• [Instructions to follow]:
Recast every line of the records as a Markdown table with the columns "Row" and "Line", skipping any blank lines. Leave the pictures out of your answer.

• [Data section]:
=====

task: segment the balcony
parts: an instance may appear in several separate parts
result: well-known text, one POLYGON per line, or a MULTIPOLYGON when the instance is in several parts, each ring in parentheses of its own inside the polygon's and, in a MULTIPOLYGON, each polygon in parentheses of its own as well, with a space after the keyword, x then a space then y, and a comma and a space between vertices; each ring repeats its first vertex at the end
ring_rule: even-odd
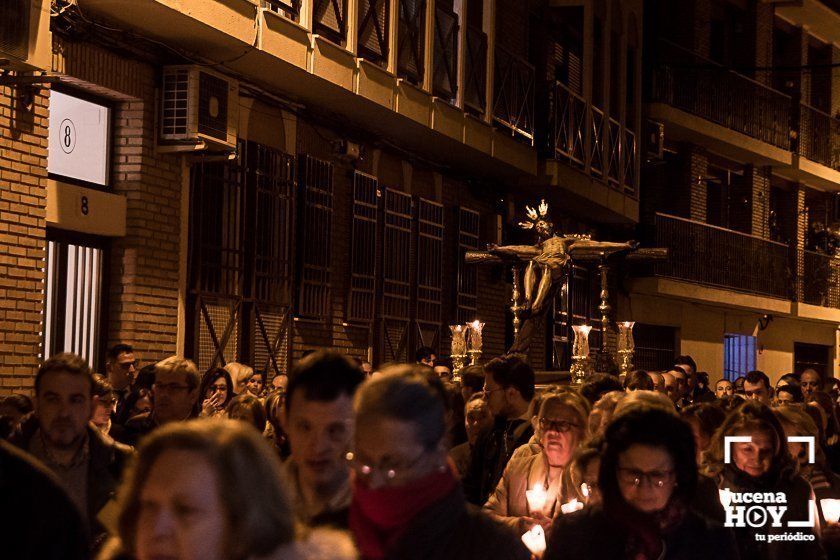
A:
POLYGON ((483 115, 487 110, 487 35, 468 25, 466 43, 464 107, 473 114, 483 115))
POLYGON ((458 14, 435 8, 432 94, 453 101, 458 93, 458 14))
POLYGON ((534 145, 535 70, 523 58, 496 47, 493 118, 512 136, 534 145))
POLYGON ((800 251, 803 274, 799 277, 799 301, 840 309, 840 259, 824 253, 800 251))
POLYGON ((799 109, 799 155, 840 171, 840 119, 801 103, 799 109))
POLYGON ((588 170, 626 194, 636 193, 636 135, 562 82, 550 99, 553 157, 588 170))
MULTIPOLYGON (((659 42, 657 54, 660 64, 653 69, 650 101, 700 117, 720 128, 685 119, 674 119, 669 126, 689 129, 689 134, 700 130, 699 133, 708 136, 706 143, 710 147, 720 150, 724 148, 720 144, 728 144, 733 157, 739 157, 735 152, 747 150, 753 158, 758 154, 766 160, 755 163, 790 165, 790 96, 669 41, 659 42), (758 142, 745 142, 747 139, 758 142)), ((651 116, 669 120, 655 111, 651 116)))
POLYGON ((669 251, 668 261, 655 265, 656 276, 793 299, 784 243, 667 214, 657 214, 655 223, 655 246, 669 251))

=====

• [Output]:
| Row | Line |
|---|---|
| 1 | task: segment the balcony |
| 2 | parts: an instance may appear in several separate parts |
| 3 | result: well-known text, one POLYGON per line, or a MULTIPOLYGON when the instance is in several parts, each ring in parentheses of its own inside the polygon's and, in a MULTIPOLYGON, each polygon in parentheses of its own as well, with a space after the keyword, x then a space then y, and a comma and a space between vertices; each ring repeats its first vertex at the end |
| 4 | ring_rule: even-odd |
| 5 | A: |
| 6 | POLYGON ((483 115, 487 110, 487 35, 468 25, 466 43, 464 107, 473 114, 483 115)) |
| 7 | POLYGON ((458 14, 435 8, 432 94, 453 101, 458 93, 458 14)) |
| 8 | POLYGON ((534 145, 535 70, 523 58, 496 47, 493 118, 512 136, 534 145)) |
| 9 | POLYGON ((800 251, 803 274, 799 277, 799 301, 840 309, 840 259, 824 253, 800 251)) |
| 10 | POLYGON ((799 109, 799 155, 840 171, 840 119, 801 103, 799 109)) |
| 11 | POLYGON ((588 170, 626 194, 636 193, 636 135, 562 82, 550 99, 553 157, 588 170)) |
| 12 | MULTIPOLYGON (((659 42, 657 54, 660 64, 653 69, 650 101, 700 117, 720 128, 685 119, 674 119, 669 126, 689 129, 689 134, 700 130, 699 133, 708 136, 706 143, 710 147, 720 150, 724 148, 720 144, 728 144, 733 157, 739 157, 735 152, 747 150, 753 158, 758 154, 766 160, 755 163, 790 165, 790 96, 669 41, 659 42), (758 142, 745 142, 747 139, 758 142)), ((651 116, 669 120, 655 111, 651 116))) |
| 13 | POLYGON ((669 251, 668 261, 655 265, 656 276, 793 299, 784 243, 667 214, 657 214, 655 223, 655 246, 669 251)) |